[Photo labels with boxes]
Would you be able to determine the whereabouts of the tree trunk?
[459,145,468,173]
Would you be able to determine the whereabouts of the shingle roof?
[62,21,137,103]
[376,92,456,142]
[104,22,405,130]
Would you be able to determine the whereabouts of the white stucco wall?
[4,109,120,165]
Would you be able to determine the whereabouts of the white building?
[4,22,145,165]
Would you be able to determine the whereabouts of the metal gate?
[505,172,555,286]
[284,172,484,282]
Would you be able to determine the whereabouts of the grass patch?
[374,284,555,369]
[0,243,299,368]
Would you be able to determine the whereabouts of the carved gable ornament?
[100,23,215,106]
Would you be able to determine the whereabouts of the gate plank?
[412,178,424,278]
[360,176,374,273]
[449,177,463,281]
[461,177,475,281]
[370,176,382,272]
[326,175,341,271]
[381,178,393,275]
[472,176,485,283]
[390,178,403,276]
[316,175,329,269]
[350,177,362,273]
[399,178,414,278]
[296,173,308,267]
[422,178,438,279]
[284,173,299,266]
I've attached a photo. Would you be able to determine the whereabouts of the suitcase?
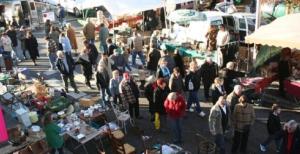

▶ **Aim**
Rewrite every entry above, putting "location" in place of each "whereabouts" and changing nothing else. Leave out the picture.

▶ **Task solution**
Would you be able to determine the location of the tree trunk?
[459,145,468,173]
Would you be able to determine the location of the shingle roof?
[62,21,137,103]
[376,92,456,142]
[104,22,405,130]
Would you be able to determine the location of the white stucco wall?
[4,109,120,165]
Would you be able to determine the location of the white building?
[4,22,145,165]
Would you be able to determine the location of the metal gate?
[505,172,555,286]
[284,172,484,282]
Would you be able to determine the location of the grass patch?
[374,284,555,369]
[0,243,299,368]
Would you be able to determine the location of the carved gable ornament?
[100,23,215,106]
Would you be able to determine the location of the gate plank?
[412,178,424,278]
[360,176,374,273]
[449,177,463,281]
[461,177,475,281]
[370,176,382,272]
[326,175,341,271]
[381,178,393,275]
[472,176,485,283]
[390,178,403,276]
[316,175,329,269]
[350,177,362,273]
[399,178,414,278]
[296,173,308,267]
[422,178,438,279]
[284,173,299,266]
I've attached a photo. Would you be able to determine the location of the suitcase?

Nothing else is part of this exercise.